**TEXT TO READ:**
════
These functions are page table or thp matter, so putting them in swapops.h
looks weird to me. Maybe you can avoid this code transfer by using !pmd_present
instead of is_pmd_migration_entry?
And we have to consider renaming pmd_none_or_trans_huge_or_clear_bad(),
I like a simple name like __pmd_trans_unstable(), but if you have an idea,
that's great.

>  #ifdef CONFIG_MEMORY_FAILURE
>  
>  extern atomic_long_t num_poisoned_pages __read_mostly;
> diff --git a/mm/gup.c b/mm/gup.c
> index 1e67461b2733..82e0304e5d29 100644
> --- a/mm/gup.c
> +++ b/mm/gup.c
> @@ -274,6 +274,13 @@ struct page *follow_page_mask(struct vm_area_struct *vma,
>  	}
>  	if ((flags & FOLL_NUMA) && pmd_protnone(*pmd))
════
**ROWS:**

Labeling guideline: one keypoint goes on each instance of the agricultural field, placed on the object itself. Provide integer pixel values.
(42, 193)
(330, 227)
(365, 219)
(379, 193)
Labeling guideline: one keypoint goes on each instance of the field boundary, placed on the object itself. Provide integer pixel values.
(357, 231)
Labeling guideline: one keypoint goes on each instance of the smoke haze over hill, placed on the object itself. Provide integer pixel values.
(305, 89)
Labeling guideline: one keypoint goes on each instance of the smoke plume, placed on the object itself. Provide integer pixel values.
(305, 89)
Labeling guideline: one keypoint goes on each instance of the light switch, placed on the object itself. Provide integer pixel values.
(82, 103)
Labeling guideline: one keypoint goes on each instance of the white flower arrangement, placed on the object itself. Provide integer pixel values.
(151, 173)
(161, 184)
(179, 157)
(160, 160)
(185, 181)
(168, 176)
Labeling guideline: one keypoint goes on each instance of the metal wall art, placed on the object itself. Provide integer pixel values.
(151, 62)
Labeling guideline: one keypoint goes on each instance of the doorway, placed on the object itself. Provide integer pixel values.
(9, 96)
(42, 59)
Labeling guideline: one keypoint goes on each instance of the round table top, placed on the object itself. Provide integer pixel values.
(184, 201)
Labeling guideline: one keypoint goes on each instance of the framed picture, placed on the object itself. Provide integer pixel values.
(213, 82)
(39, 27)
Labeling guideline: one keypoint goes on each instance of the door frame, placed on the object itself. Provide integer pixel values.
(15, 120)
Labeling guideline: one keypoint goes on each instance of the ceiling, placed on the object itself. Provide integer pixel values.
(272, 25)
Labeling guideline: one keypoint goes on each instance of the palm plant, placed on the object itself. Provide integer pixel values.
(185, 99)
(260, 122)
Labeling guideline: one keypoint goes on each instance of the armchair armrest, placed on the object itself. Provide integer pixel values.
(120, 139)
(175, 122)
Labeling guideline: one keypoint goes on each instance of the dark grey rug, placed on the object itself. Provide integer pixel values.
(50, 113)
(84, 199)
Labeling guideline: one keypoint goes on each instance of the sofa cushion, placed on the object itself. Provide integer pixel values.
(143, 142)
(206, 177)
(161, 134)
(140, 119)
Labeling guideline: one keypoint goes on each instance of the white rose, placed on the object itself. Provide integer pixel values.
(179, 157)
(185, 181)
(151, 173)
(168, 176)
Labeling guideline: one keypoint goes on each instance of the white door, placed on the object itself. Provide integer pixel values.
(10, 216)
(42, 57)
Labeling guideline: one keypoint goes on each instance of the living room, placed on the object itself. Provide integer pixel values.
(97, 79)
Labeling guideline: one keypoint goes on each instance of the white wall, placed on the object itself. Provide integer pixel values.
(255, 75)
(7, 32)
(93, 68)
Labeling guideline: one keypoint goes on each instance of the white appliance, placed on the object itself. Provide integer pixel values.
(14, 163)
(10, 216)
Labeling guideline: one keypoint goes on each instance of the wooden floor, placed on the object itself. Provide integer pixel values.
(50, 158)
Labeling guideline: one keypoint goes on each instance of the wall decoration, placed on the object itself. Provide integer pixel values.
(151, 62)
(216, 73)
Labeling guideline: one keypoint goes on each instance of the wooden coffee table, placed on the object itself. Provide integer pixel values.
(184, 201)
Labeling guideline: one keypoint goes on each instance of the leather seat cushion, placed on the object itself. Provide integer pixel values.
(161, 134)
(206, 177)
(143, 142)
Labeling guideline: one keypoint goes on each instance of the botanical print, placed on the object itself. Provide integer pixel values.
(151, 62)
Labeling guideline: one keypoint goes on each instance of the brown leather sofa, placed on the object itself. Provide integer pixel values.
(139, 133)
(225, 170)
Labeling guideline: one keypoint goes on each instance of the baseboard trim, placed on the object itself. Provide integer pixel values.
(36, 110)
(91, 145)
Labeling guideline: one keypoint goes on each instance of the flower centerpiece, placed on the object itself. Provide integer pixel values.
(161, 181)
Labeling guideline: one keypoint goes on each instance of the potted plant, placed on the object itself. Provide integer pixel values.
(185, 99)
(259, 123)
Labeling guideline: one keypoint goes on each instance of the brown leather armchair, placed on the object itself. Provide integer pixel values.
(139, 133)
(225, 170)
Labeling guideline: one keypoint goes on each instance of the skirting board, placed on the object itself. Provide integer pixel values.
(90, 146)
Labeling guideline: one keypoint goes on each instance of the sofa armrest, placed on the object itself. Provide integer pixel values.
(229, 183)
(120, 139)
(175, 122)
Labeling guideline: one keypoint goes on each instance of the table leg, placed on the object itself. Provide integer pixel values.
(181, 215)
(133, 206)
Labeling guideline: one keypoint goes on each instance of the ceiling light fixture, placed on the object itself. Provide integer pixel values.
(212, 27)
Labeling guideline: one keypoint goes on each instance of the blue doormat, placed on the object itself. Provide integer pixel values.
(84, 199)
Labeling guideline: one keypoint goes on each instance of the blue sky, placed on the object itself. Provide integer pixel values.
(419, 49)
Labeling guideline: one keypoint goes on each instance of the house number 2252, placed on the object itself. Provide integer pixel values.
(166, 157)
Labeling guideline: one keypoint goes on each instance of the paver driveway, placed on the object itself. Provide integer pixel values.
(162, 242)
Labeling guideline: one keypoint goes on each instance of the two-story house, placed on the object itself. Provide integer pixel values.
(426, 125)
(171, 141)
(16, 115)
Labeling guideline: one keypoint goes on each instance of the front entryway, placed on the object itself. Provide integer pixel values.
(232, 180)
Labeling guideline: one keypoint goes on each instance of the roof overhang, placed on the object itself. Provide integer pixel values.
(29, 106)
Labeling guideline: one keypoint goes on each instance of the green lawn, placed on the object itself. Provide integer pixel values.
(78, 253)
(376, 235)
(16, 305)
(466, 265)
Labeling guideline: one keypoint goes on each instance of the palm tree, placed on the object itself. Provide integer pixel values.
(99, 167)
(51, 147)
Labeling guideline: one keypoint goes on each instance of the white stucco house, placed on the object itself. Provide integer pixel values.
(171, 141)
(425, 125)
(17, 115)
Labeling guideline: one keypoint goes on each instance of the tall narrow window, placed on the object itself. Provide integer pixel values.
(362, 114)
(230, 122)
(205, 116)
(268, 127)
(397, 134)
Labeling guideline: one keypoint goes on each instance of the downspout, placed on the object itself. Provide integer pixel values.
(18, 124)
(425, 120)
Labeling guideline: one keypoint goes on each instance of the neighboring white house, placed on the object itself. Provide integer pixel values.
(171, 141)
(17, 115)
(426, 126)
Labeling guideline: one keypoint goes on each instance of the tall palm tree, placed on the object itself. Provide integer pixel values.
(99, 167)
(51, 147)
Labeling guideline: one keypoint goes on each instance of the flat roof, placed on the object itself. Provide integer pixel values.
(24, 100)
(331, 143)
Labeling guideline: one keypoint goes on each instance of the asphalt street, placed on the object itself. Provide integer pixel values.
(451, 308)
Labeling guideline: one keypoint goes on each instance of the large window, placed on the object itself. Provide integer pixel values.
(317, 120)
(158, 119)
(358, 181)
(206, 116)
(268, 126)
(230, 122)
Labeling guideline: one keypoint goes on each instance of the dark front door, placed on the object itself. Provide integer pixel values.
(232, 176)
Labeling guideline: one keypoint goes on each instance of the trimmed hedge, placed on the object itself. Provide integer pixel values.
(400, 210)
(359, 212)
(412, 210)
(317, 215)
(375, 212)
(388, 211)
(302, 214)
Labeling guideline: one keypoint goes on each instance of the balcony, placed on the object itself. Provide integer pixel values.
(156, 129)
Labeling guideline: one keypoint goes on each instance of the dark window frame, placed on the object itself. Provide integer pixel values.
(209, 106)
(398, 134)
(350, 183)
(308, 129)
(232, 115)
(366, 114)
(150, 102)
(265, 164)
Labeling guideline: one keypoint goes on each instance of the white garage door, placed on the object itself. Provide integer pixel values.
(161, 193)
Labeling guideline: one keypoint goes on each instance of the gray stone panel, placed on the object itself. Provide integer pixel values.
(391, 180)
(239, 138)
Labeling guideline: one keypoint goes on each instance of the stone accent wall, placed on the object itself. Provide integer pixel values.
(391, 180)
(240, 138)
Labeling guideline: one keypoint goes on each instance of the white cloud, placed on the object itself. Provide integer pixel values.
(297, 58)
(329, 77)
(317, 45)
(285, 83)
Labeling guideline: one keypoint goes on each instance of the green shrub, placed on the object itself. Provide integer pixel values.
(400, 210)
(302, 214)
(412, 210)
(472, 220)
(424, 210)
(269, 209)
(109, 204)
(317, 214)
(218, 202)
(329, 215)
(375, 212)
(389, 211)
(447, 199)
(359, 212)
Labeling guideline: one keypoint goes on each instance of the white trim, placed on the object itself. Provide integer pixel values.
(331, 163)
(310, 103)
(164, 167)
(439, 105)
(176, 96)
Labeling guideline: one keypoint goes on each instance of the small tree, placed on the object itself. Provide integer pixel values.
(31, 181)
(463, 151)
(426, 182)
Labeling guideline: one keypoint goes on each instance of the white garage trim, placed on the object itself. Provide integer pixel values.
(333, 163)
════
**STATED TASK A:** According to the patch review, why does placing these functions in swapops.h look weird to the reviewer?
**STATED TASK B:** Copy word for word the stretch of the patch review from "These functions are" through "that's great.".
The listing has nothing to do with the patch review.

**EXERCISE SOLUTION A:** The reviewer sees these functions as a page table or THP matter, so putting them in swapops.h seems out of place.

**EXERCISE SOLUTION B:**
These functions are page table or thp matter, so putting them in swapops.h
looks weird to me. Maybe you can avoid this code transfer by using !pmd_present
instead of is_pmd_migration_entry?
And we have to consider renaming pmd_none_or_trans_huge_or_clear_bad(),
I like a simple name like __pmd_trans_unstable(), but if you have an idea,
that's great.